▶ [Work task]: The expected response is an exact repetition of every record, with images excluded.

▶ [Data extract]:
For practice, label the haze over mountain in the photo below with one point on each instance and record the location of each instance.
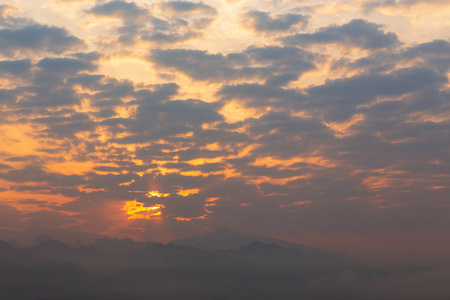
(224, 238)
(123, 269)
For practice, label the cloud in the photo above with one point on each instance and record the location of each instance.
(15, 68)
(357, 33)
(261, 21)
(127, 11)
(187, 7)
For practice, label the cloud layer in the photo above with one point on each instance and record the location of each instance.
(222, 114)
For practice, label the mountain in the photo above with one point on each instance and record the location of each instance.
(114, 246)
(224, 238)
(25, 238)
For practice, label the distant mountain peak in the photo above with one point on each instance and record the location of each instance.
(224, 238)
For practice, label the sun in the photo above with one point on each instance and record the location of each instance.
(138, 210)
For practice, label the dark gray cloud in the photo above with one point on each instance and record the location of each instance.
(357, 33)
(37, 37)
(261, 21)
(253, 62)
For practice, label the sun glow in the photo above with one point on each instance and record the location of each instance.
(137, 210)
(157, 194)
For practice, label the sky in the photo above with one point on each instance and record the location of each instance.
(324, 122)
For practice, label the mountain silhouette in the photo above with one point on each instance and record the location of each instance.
(224, 239)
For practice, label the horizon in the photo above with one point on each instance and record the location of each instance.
(324, 123)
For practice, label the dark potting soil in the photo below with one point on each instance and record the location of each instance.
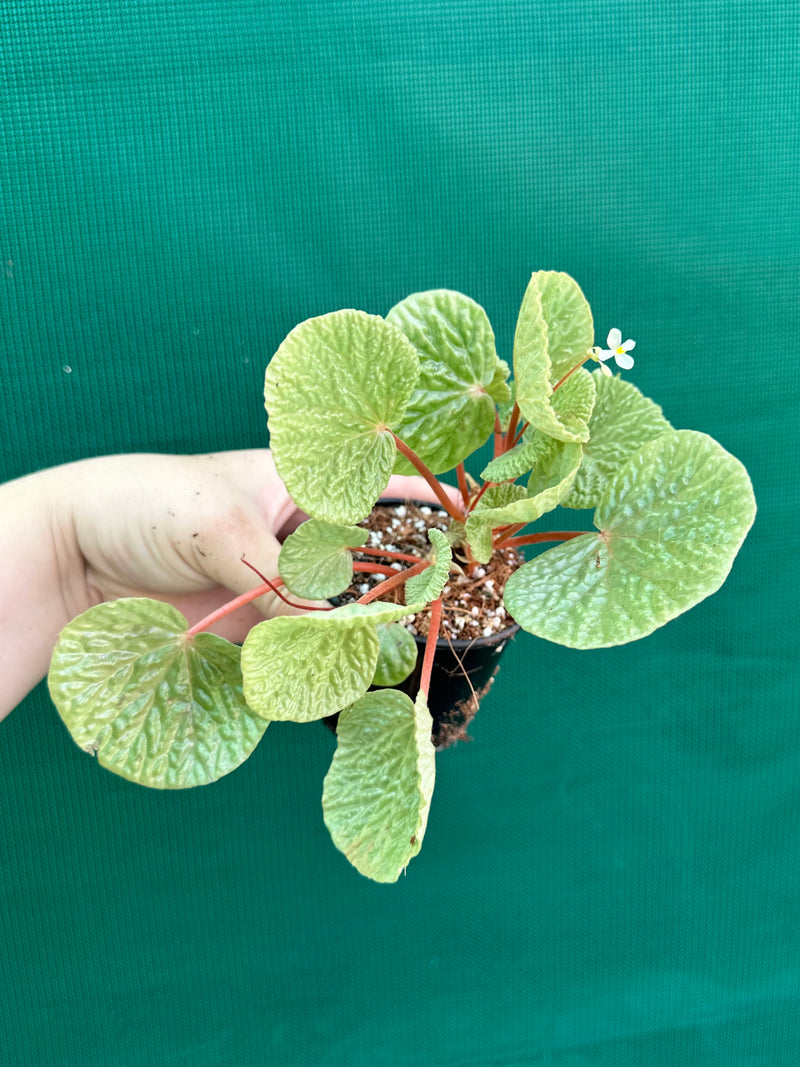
(473, 596)
(475, 626)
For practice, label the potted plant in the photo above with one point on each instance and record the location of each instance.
(353, 398)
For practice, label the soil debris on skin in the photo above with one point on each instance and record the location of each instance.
(472, 603)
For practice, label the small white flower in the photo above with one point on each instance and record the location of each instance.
(618, 349)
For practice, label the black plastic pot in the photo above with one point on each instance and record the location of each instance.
(462, 674)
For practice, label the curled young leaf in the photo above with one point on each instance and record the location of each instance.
(554, 333)
(425, 587)
(378, 792)
(316, 561)
(506, 505)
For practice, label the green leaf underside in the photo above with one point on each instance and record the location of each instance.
(622, 420)
(427, 586)
(158, 707)
(451, 412)
(315, 561)
(546, 490)
(300, 668)
(671, 523)
(554, 332)
(378, 792)
(333, 389)
(397, 656)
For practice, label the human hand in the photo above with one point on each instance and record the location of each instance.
(171, 527)
(177, 528)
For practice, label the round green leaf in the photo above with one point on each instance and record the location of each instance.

▶ [Task response]:
For practice, label the haze over mountain in the photo below with one point on each instance and record the location of each instance.
(224, 238)
(123, 269)
For practice, label the cloud in the photo above with one point on each instance and record the location of each instance.
(15, 68)
(357, 33)
(261, 21)
(127, 11)
(187, 7)
For practice, label the cloud layer in the photo above with one point on each instance and record the location of each instance.
(222, 114)
For practice, label the mountain in the photo above with one point on each instance and record the location of each instance.
(114, 246)
(224, 238)
(25, 238)
For practice, label the distant mountain peak in the photo above with one point on each instance and record the location of each instance.
(224, 238)
For practice, label the sun in the photo above with one point on each instance and record the location of each instance.
(138, 210)
For practice, label the dark gray cloud in the photo above with one point on each instance and record the location of each instance.
(357, 33)
(37, 37)
(261, 21)
(253, 62)
For practice, label the sun glow in the photo above with one point on each instance and record the location of each instance.
(137, 210)
(157, 194)
For practice, label the sky in the photo above with one point on each instance and record the location of each instance.
(324, 122)
For practice, label the mountain silhouette in the photo above with one point on each instance and record the location of each instance.
(224, 239)
For practice, label the horizon in the photo above with one point on each instance and record the location of each instance.
(324, 123)
For practice, label the dark potting soil in the photo below with one point on each instance and record the location of each instance.
(473, 596)
(475, 626)
For practice, label the potted plant in the photo above with one point on each instance and record the location of each instance.
(353, 398)
For practice, label the soil debris on skin in the photo above with one point on each instance and record the location of each instance.
(472, 603)
For practice, label the small white flower in the photo above with one point on each instance and record the location of each instance.
(618, 349)
For practice, label the black plastic pot in the photo above with one point on each instance and record the location of each instance.
(462, 674)
For practice, label the curled young leaf in the photo above with one point on each instance and record the location of each instance.
(554, 333)
(425, 587)
(378, 792)
(316, 561)
(506, 505)
For practice, label the green leaf underside in the photo above with one point on each instance and record the location of each instance.
(622, 420)
(427, 586)
(158, 707)
(451, 412)
(315, 561)
(546, 490)
(300, 668)
(671, 523)
(554, 332)
(378, 792)
(333, 389)
(397, 656)
For practice, label the human hand in the photo above with one point on each instance and record the location of each instance.
(171, 527)
(177, 528)
For practice, label the round green leaf in the photo above with one point on each instance and record the location of each instance.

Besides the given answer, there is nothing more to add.